OBJECTIVE:
Write out the part of the Order of Sultan Qaboos article starting at "The Order of" and ending at "with gold inscriptions.".

READING PASSAGE:

******

Awarded by Sultan of Oman
- Type: State
- Established: 1985
- Country: Oman
- Royal house: Al Bu Sa'id
- Status: Currently constituted
- Founder: Sultan Qaboos bin Said
- Sovereign: Sultan Haitham bin Tariq
- Classes: 1st to 3rd Class

Precedence
- Next (higher): Order of Establishment
- Next (lower): Order of Royal Commendation

= Order of Sultan Qaboos =

Order of Oman

The Order of Sultan Qaboos (وسام السلطان قابوس) is the fourth highest order of Oman.

== History ==
The order was established in 1985 to coincide with the 15th anniversary Sultan Qaboos bin Said's accession to the throne. It consists of three classes.

== Insignia ==
The insignia was created by Spink & Son. The first class includes a star and sash with badge, the second class a star and neck ribbon with badge, and the third class a neck ribbon with badge. The ribbon is blue with yellow-gold borders. The badge is a twelve point interlocking star of white and yellow gold. The center of the badge is white enamel with a red border and twelve blue enamel star points all with gold inscriptions.

******

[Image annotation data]
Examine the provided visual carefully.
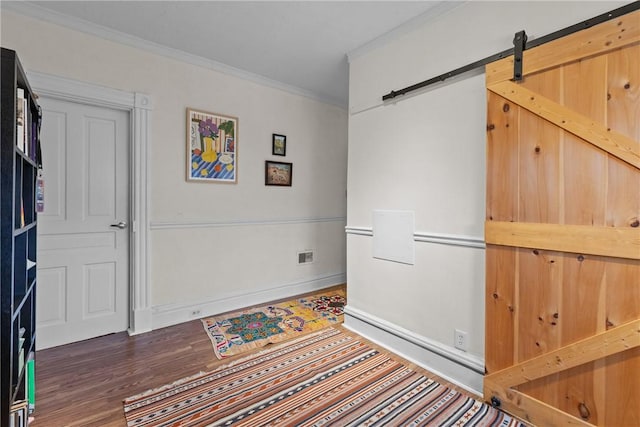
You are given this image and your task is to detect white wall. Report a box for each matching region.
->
[1,10,347,327]
[346,1,624,391]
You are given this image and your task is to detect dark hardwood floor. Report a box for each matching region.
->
[30,286,470,427]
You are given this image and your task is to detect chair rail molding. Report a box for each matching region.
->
[344,225,486,249]
[27,71,153,335]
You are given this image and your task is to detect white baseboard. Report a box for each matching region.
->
[344,305,484,396]
[151,273,347,329]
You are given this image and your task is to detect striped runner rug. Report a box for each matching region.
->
[124,328,524,427]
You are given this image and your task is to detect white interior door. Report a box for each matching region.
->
[36,98,130,349]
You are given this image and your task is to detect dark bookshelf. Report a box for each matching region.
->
[0,48,41,427]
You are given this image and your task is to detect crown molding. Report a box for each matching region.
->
[347,0,470,63]
[0,1,347,110]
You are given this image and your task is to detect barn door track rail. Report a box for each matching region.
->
[382,1,640,101]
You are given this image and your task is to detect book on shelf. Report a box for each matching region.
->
[9,400,29,427]
[25,358,36,414]
[20,199,25,228]
[16,88,26,153]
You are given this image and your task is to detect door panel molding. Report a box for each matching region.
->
[27,72,153,335]
[485,221,640,259]
[487,80,640,169]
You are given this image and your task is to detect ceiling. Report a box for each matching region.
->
[8,0,453,107]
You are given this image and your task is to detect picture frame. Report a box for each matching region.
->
[264,160,293,187]
[271,133,287,156]
[186,108,238,184]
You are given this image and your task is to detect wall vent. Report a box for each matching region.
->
[298,251,313,264]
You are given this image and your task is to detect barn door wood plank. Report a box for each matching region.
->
[485,319,640,388]
[487,81,640,169]
[486,11,640,85]
[483,378,594,427]
[485,221,640,260]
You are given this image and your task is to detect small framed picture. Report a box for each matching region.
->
[271,133,287,156]
[264,160,293,187]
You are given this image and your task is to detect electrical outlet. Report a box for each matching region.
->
[298,249,313,265]
[453,329,469,351]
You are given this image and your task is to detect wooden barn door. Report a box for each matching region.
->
[484,11,640,427]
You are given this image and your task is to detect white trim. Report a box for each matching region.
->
[152,273,347,329]
[150,216,346,230]
[413,231,486,249]
[344,226,373,237]
[27,71,153,335]
[344,305,484,396]
[2,1,347,110]
[344,226,487,249]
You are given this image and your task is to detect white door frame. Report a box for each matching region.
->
[27,72,153,335]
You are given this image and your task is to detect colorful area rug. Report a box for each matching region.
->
[124,328,524,427]
[202,289,346,359]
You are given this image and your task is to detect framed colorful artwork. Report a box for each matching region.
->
[187,108,238,183]
[264,160,293,187]
[271,133,287,156]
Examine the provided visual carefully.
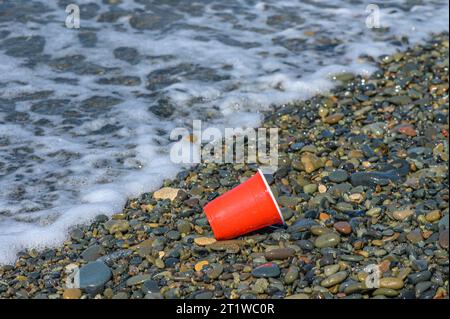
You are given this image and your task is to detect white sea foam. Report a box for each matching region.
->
[0,0,449,264]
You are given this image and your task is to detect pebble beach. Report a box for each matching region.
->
[0,33,449,299]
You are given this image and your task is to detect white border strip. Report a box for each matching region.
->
[258,168,286,225]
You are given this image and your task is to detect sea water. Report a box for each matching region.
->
[0,0,449,264]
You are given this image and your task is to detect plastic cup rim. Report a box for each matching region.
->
[258,168,286,225]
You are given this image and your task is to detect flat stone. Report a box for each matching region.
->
[380,277,404,289]
[127,274,152,287]
[406,229,423,244]
[323,113,344,124]
[252,278,269,294]
[425,210,441,223]
[328,169,348,183]
[394,124,417,137]
[252,263,281,278]
[392,209,414,221]
[80,261,112,292]
[194,237,217,246]
[372,288,399,297]
[300,153,324,174]
[104,220,130,234]
[63,288,81,299]
[206,263,223,279]
[314,233,341,248]
[81,245,105,261]
[333,222,352,235]
[320,271,348,288]
[408,270,432,285]
[153,187,181,201]
[141,280,160,294]
[439,229,448,249]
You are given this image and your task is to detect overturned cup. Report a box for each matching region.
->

******

CORRECT RESULT:
The Order of Sultan Qaboos (وسام السلطان قابوس) is the fourth highest order of Oman.

== History ==
The order was established in 1985 to coincide with the 15th anniversary Sultan Qaboos bin Said's accession to the throne. It consists of three classes.

== Insignia ==
The insignia was created by Spink & Son. The first class includes a star and sash with badge, the second class a star and neck ribbon with badge, and the third class a neck ribbon with badge. The ribbon is blue with yellow-gold borders. The badge is a twelve point interlocking star of white and yellow gold. The center of the badge is white enamel with a red border and twelve blue enamel star points all with gold inscriptions.